DIRECTIONS FOR THIS TASK: Change every "Object class" in the material below to "Target label" and reproduce the material with all else unchanged, omitting the pictures.

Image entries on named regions
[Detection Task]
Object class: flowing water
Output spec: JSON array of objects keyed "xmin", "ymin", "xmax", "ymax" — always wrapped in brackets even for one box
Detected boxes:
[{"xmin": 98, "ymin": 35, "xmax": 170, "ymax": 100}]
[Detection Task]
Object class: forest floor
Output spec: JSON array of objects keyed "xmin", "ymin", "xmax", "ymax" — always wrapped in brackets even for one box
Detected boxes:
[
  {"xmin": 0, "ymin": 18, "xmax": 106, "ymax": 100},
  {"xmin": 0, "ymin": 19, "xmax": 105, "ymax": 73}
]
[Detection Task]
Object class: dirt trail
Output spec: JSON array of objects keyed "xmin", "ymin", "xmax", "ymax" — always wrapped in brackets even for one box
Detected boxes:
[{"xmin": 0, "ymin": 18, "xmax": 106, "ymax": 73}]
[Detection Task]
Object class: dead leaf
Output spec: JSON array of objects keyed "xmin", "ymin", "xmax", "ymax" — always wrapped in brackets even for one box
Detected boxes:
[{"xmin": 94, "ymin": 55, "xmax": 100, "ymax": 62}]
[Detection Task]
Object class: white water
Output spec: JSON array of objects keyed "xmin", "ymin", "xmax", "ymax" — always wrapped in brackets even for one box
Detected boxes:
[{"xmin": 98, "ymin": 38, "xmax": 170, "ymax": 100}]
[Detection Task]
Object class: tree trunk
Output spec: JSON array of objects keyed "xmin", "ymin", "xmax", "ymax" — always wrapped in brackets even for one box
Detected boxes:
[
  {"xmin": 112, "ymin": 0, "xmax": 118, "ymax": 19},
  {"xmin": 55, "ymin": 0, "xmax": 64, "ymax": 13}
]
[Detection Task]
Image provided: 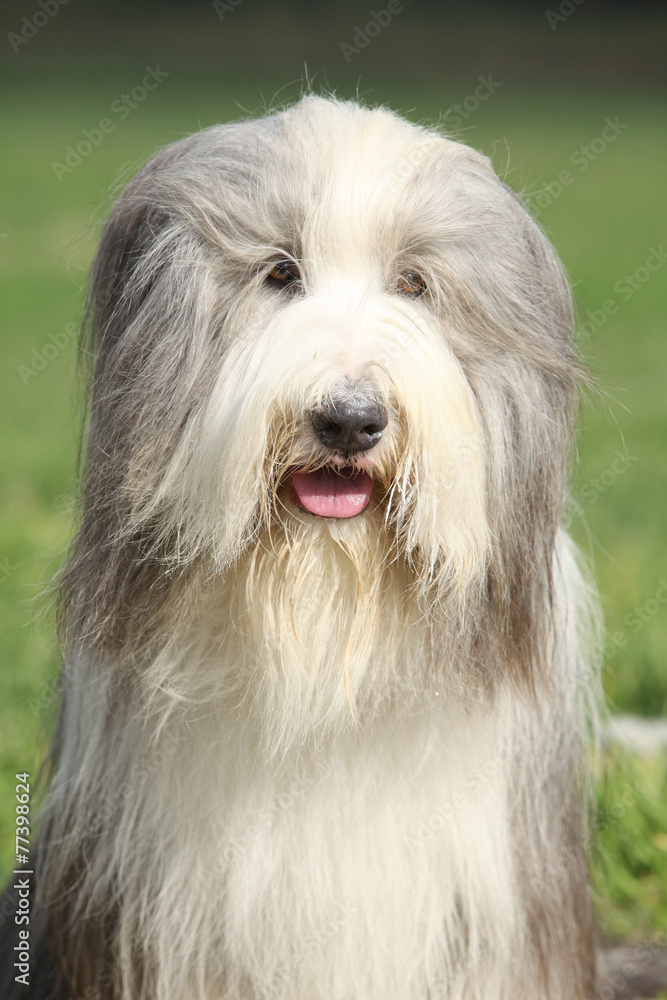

FINAL ANSWER:
[Detection Task]
Target label: flowing water
Output spec: JSON array of objects keyed "xmin", "ymin", "xmax", "ymax" — always wrapped in brackets even for one box
Detected boxes:
[{"xmin": 98, "ymin": 35, "xmax": 170, "ymax": 100}]
[Detection Task]
Target label: forest floor
Output spec: JSON array of objects keyed "xmin", "ymin", "xmax", "ymax" — always wrapped in brackets even for one box
Detected boxes:
[
  {"xmin": 0, "ymin": 18, "xmax": 106, "ymax": 100},
  {"xmin": 0, "ymin": 19, "xmax": 105, "ymax": 73}
]
[Detection Task]
Target label: dirt trail
Output spec: JSON array of objects keyed "xmin", "ymin", "xmax", "ymax" — always wrapped in brackets even for one box
Detected boxes:
[{"xmin": 0, "ymin": 18, "xmax": 106, "ymax": 73}]
[Detection Task]
Target label: dead leaf
Output spec: JSON array of objects keyed "xmin", "ymin", "xmax", "ymax" — always wrapped in brackets even for one box
Detected boxes:
[{"xmin": 94, "ymin": 55, "xmax": 100, "ymax": 62}]
[Detection Task]
Target label: white water
Output spec: JSON array of objects keyed "xmin", "ymin", "xmax", "ymax" — always wrapped in brackets even for one box
Detected boxes:
[{"xmin": 98, "ymin": 38, "xmax": 170, "ymax": 100}]
[Detection Task]
Target label: tree trunk
Output spec: JSON array of objects keyed "xmin", "ymin", "xmax", "ymax" — always wrapped in brackets even for one box
Detected boxes:
[
  {"xmin": 112, "ymin": 0, "xmax": 118, "ymax": 19},
  {"xmin": 55, "ymin": 0, "xmax": 64, "ymax": 13}
]
[Detection Task]
Image provided: 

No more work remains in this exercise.